:: YOUR TASK ::
Reproduce verbatim the lines of the items below from the line containing "Definition first: for each instance of the green" to the line containing "Query: green leaf", including both of those lines and nothing else.

:: PROVIDED RECORDS ::
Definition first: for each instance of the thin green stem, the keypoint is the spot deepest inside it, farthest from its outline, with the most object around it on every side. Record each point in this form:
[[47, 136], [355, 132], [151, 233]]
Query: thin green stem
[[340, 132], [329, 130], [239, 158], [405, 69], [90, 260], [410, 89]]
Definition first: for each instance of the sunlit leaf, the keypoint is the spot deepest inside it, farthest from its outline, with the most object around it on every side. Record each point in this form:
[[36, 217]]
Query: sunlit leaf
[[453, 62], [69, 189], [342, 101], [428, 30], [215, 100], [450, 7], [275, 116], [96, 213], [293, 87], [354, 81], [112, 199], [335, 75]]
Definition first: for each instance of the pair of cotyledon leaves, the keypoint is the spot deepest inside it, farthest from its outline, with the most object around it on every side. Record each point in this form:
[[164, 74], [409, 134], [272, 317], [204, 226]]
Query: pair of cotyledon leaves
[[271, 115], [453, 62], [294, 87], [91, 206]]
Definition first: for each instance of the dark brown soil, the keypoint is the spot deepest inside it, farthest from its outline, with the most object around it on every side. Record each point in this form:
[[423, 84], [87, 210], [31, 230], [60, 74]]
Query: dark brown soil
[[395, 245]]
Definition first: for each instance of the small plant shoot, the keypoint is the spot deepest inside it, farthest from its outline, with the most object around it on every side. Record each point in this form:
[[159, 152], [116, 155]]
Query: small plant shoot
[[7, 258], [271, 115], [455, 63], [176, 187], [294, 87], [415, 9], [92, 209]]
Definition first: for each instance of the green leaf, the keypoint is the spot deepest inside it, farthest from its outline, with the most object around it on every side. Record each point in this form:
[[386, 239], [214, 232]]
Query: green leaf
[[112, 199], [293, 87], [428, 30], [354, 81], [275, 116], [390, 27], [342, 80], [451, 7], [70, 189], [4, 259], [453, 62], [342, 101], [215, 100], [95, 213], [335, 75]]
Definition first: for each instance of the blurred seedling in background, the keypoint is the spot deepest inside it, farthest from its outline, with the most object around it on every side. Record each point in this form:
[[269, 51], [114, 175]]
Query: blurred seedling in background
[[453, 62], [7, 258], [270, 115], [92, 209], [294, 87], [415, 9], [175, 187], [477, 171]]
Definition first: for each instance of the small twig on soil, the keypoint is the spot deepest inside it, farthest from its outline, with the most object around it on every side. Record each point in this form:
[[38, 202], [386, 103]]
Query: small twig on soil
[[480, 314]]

:: COMPLETED EXERCISE ::
Definition first: for each instance of the green leaf, the keypoint is the spot deepest inside it, farthest from its outline, with the most object around it on every side. Record each point in this form:
[[386, 239], [214, 232]]
Query: green leaf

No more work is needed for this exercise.